Requirements:
1. In the Project Euler Problem 25 write-up, rewrite the passage starting with "var answer = n;" and going on through "ooor is it?", changing "brute-force" to "simple".
2. According to the Project Euler Problem 25 write-up, why does this problem need a new generator built on IntX instead of the earlier one? Answer in one to three sentences.
3. Continue the Project Euler Problem 25 write-up from the point where it stops.

Excerpt:
↓

Project Euler: Problem 25

The Fibonacci sequence is defined by the recurrence relation:
$F_n = F_{n-1} + F_{n-2} \text{, where } F_1 = 1 \text{ and } F_2 = 1$
Hence the first 12 terms will be:
$\begin{align*} F_1 &= 1 \\ F_2 &= 1 \\ &\ldots \\ F_{11} &= 89 \\ F_{12} &= 144 \end{align*}$
The 12th term, $F\_{12}$ , is the first term to contain three digits.

What is the first term in the Fibonacci sequence to contain 1000 digits?

– Project Euler Problem 25

Solution

We touched on the Fibonacci sequence a while ago in the second euler problem. This time, however, we are in a whole different league. That time we were supposed to sum up all even Fibonacci numbers below 4 million, which might sound like a lot, but not when we compare it to the number we are asked for this time! The last Fibonacci number below 4 million is 3524578. That would be 7 digits. The maximum value of the datatype I used in the generator I made for that (ulong) is 18446744073709551615. That would be 20 digits. Quite a distance left to a thousand!

So, once again we turn to our big integer class, IntX. And since we have that, a solution to this problem is actually pretty straight forward. We simply have to make a new generator that uses the IntX data type instead of tiny ulong (it's all relative...).

public class LargeFibonacciSequence : IEnumerable<IntX>
{
    public IEnumerator<IntX> GetEnumerator()
    {
        var a = new IntX(0);
        var b = new IntX(1);

        while (true)
        {
            yield return a;

            var c = a + b;
            a = b;
            b = c;
        }
    }

    IEnumerator IEnumerable.GetEnumerator()
    {
        return GetEnumerator();
    }
}

The straight forward solution should then be fairly obvious.

var n = 0;
var sequence = new LargeFibonacciSequence();

using (var e = sequence.GetEnumerator())
{
    while (e.MoveNext() && e.Current.ToString().Length < 1000)
        n++;
}

var answer = n;

That pretty much just moves through one Fibonacci number after the other, increasing n as it goes, until it reaches the first one that has 1000 or more digits.

Very brute-force, not very fast (takes around 500 ms) and not very interesting, but that's pretty much it... ooor is it?

Take two!

↑

Record extracts:
↓

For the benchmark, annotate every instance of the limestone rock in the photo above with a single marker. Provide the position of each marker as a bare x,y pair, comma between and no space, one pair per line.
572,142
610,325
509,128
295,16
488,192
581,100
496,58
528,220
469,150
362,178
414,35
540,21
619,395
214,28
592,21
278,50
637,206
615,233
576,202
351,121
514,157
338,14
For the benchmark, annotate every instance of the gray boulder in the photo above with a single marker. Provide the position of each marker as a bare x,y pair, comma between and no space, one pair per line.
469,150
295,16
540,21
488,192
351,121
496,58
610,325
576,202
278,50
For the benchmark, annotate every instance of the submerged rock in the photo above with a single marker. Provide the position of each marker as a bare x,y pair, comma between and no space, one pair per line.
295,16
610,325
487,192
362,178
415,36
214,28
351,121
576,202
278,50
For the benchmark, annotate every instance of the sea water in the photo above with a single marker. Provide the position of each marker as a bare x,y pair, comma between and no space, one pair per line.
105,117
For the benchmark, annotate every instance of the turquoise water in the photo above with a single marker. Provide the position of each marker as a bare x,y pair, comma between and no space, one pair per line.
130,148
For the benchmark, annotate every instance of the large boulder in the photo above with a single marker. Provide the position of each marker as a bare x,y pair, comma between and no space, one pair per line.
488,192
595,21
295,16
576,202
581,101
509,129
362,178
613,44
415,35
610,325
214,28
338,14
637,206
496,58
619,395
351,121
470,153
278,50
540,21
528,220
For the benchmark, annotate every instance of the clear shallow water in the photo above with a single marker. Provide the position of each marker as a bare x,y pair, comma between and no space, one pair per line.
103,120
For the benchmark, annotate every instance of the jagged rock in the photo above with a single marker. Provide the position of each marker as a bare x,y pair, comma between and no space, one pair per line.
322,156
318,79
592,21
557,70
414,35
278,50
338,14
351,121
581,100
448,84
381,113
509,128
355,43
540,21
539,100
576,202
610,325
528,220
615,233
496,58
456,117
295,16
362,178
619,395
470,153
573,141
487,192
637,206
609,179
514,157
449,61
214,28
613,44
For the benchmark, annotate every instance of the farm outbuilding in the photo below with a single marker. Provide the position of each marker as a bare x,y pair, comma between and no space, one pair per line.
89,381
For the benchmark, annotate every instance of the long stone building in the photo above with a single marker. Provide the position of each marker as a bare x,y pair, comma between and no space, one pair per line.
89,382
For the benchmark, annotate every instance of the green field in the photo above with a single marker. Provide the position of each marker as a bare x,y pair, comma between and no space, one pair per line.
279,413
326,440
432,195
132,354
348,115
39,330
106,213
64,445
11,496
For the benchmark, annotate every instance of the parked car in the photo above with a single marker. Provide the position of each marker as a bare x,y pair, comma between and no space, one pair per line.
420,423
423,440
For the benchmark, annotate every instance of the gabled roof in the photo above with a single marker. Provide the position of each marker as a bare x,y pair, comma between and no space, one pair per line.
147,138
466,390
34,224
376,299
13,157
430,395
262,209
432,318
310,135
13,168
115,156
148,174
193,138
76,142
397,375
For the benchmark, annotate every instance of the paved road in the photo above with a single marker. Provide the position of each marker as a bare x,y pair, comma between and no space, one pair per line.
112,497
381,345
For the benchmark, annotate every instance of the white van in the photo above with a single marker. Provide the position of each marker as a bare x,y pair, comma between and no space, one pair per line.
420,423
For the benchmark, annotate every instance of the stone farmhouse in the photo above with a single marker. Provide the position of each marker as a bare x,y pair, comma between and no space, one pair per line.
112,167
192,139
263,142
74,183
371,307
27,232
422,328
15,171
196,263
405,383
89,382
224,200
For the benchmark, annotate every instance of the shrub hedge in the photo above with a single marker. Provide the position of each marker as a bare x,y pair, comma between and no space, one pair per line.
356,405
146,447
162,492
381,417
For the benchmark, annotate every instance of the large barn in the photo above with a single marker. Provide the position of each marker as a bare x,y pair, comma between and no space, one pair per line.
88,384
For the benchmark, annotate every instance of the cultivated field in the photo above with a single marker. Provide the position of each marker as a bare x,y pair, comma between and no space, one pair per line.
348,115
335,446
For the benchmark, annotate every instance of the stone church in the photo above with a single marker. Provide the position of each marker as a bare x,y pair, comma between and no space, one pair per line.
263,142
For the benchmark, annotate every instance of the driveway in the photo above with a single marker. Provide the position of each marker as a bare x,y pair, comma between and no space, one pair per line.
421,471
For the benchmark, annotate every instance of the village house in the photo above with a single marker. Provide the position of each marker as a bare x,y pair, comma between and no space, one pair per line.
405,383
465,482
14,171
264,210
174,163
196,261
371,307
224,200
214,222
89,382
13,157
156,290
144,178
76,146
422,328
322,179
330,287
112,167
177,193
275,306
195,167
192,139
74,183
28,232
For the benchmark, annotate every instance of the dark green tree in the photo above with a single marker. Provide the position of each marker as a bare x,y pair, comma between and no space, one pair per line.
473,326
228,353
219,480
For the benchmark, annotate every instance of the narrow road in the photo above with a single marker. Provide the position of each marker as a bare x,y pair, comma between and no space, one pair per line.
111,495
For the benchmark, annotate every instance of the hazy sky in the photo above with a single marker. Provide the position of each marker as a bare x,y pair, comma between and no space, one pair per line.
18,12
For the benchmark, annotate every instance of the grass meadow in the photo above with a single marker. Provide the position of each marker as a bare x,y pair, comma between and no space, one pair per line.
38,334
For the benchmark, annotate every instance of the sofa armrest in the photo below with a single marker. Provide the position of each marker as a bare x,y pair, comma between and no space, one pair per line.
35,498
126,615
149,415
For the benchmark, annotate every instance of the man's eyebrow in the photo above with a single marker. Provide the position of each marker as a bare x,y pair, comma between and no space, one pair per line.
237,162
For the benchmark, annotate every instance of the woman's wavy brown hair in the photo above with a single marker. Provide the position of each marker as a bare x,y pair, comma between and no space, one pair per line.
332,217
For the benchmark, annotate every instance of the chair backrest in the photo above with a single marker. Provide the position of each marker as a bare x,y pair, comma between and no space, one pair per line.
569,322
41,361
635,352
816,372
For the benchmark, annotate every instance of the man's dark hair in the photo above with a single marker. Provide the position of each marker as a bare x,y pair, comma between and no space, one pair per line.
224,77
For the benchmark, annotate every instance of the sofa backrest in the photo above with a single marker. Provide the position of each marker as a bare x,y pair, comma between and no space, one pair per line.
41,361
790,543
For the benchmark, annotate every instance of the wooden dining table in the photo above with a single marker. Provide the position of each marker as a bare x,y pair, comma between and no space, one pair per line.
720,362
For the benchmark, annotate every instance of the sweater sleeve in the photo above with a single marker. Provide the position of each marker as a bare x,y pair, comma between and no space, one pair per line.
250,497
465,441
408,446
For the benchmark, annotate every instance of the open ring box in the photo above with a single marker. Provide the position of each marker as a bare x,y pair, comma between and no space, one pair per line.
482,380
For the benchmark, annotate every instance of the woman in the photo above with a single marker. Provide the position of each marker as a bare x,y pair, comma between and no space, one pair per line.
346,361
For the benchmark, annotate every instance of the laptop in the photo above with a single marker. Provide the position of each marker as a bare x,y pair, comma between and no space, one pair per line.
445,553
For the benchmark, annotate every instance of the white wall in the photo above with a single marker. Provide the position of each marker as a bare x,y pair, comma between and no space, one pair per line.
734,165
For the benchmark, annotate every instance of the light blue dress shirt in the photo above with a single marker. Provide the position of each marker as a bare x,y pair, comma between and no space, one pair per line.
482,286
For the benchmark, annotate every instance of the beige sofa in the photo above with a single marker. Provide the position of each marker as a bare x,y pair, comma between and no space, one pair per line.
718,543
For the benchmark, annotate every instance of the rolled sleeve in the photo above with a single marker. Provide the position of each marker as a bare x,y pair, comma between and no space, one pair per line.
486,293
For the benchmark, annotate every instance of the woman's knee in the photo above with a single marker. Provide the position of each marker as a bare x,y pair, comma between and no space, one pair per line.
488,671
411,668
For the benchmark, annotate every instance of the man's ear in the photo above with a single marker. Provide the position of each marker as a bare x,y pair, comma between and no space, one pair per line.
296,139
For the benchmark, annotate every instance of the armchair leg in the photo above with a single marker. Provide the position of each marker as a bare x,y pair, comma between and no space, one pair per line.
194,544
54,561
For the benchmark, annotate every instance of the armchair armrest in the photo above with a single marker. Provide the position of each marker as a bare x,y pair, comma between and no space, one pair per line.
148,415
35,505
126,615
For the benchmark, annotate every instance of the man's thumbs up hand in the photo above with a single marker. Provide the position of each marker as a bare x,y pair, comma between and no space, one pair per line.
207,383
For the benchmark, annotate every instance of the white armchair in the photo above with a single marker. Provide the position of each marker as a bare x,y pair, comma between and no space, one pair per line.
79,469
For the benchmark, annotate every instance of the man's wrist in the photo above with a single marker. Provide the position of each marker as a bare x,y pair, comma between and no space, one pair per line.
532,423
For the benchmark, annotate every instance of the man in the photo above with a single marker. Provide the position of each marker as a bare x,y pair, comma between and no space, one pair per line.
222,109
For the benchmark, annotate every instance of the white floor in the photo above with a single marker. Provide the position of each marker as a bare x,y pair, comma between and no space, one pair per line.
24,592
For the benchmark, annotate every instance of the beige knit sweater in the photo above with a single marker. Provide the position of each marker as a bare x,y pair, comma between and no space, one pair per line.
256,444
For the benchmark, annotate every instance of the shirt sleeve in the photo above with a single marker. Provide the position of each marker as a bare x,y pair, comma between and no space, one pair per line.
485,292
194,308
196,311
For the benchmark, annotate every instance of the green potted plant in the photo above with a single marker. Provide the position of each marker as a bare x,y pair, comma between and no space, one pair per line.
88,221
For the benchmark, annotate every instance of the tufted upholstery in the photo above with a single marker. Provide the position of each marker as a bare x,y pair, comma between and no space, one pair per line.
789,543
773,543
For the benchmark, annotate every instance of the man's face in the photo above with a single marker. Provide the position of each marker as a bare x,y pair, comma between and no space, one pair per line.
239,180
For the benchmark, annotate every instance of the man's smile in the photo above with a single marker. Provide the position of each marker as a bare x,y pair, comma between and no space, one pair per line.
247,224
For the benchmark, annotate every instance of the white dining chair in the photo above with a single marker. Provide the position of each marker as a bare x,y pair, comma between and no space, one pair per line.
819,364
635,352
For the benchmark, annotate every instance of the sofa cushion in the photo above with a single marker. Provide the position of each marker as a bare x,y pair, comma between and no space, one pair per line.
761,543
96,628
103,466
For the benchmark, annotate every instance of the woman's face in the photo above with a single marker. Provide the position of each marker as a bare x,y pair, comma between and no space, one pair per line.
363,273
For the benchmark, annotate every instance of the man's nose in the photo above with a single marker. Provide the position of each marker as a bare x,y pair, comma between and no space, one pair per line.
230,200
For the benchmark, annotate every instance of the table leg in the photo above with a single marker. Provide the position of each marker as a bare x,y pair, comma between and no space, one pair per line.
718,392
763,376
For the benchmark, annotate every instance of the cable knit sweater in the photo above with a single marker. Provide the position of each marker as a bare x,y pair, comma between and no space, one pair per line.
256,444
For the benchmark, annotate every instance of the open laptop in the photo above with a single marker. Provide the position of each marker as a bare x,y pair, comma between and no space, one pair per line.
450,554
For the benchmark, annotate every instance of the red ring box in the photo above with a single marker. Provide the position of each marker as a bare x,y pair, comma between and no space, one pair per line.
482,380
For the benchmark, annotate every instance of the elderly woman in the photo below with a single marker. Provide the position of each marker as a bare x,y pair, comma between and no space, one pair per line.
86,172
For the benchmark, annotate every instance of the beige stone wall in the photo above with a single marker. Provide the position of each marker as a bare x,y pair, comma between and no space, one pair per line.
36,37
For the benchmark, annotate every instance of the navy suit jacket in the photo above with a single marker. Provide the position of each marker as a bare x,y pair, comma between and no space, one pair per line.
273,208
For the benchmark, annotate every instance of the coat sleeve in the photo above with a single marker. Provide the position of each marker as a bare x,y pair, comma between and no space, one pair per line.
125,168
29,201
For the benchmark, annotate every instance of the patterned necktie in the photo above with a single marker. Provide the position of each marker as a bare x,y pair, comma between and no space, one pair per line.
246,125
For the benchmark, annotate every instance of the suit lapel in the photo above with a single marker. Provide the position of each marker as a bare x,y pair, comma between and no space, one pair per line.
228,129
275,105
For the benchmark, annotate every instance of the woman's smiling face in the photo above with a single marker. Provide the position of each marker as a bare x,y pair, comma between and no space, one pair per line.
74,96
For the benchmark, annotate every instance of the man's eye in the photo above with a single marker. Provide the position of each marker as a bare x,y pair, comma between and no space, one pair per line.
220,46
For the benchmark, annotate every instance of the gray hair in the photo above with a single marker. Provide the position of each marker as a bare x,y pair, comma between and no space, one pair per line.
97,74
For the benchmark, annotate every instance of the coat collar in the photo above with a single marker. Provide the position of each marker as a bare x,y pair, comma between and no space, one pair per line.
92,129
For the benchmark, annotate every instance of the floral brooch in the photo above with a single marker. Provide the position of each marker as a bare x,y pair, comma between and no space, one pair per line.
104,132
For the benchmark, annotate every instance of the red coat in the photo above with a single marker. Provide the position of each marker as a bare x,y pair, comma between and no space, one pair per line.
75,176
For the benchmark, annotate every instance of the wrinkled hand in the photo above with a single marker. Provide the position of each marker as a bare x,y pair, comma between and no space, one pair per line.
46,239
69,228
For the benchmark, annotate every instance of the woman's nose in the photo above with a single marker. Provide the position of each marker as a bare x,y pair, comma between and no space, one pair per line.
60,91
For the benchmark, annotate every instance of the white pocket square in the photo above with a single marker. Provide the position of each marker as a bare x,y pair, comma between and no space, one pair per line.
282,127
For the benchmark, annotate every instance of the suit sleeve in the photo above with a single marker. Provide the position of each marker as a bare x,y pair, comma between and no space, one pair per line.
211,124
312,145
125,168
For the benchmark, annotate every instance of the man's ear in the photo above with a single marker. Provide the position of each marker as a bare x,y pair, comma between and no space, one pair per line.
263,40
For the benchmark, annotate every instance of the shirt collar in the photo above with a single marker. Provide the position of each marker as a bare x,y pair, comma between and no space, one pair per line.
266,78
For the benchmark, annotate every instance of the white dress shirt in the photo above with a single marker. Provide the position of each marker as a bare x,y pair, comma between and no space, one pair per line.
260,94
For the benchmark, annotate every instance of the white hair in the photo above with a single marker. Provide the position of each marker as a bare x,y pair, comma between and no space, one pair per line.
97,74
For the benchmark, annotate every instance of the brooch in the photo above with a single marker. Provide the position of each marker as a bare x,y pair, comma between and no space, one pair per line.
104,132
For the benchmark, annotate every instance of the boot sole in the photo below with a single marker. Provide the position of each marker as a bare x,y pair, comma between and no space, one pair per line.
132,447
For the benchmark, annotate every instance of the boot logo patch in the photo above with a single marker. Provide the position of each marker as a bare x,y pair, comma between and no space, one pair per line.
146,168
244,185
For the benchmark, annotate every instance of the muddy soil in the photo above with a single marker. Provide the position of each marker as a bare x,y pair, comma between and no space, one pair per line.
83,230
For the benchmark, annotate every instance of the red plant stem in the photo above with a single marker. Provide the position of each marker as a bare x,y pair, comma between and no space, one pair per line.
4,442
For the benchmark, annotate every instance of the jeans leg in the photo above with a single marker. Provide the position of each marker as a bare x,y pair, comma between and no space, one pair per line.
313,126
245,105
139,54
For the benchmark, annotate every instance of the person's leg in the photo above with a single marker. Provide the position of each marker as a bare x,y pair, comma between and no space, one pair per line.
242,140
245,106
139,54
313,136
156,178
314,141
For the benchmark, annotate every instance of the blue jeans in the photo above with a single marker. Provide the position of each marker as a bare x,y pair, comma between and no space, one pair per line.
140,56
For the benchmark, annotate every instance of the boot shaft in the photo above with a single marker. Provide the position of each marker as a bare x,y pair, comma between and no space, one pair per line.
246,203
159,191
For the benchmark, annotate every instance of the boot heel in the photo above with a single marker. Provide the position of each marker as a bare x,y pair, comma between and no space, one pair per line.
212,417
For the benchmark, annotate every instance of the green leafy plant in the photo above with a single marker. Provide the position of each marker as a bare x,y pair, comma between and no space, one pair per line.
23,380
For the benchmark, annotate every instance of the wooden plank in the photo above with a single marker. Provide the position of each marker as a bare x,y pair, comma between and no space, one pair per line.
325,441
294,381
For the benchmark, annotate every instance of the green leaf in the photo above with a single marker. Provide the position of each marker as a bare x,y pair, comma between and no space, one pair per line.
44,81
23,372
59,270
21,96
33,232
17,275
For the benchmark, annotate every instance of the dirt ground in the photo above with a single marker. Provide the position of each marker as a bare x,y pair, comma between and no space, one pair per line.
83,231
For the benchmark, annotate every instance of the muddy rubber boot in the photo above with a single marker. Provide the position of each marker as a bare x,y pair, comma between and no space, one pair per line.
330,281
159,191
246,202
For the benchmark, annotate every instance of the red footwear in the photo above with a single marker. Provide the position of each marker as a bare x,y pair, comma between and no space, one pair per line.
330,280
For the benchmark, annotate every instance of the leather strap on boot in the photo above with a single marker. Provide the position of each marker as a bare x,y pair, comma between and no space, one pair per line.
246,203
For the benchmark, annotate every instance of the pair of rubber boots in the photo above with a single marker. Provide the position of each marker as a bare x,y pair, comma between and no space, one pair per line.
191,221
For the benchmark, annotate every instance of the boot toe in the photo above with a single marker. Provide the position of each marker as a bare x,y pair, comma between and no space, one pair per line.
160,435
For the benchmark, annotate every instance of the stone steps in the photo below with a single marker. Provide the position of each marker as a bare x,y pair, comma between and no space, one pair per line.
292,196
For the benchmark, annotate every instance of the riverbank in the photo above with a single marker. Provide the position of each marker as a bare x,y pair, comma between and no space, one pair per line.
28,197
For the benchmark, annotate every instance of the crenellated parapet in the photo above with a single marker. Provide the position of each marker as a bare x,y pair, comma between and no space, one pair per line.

↑

Answers by task:
1.
var answer = n;

That pretty much just moves through one Fibonacci number after the other, increasing n as it goes, until it reaches the first one that has 1000 or more digits.

Very simple, not very fast (takes around 500 ms) and not very interesting, but that's pretty much it... ooor is it?

2. The earlier generator used the ulong type, whose largest value, 18446744073709551615, has only 20 digits. That is far short of the 1000 digits this problem asks for, so the new generator uses the big integer class IntX instead.

3.
Alright, while reading up on Fibonacci numbers I found some interesting mathematical formulas and such. I'm not going to come with an in-depth explanation or lots proofs here, but I will share the formulas that matters and go through how we use them. If you want the elaborate explanations you can find them where smarter people than I reign. For example at Wikipedia, or at this site. Anyways, here we go. Take cover if you fear math...

The Fibonacci sequence

The $n$ th number in the Fibonacci sequence, $F_n$ , is defined by the recurrence relation

F_n = F_{n - 1} + F_{n - 2}

with the seed values $F_0=0$ and $F_1 = 1$ .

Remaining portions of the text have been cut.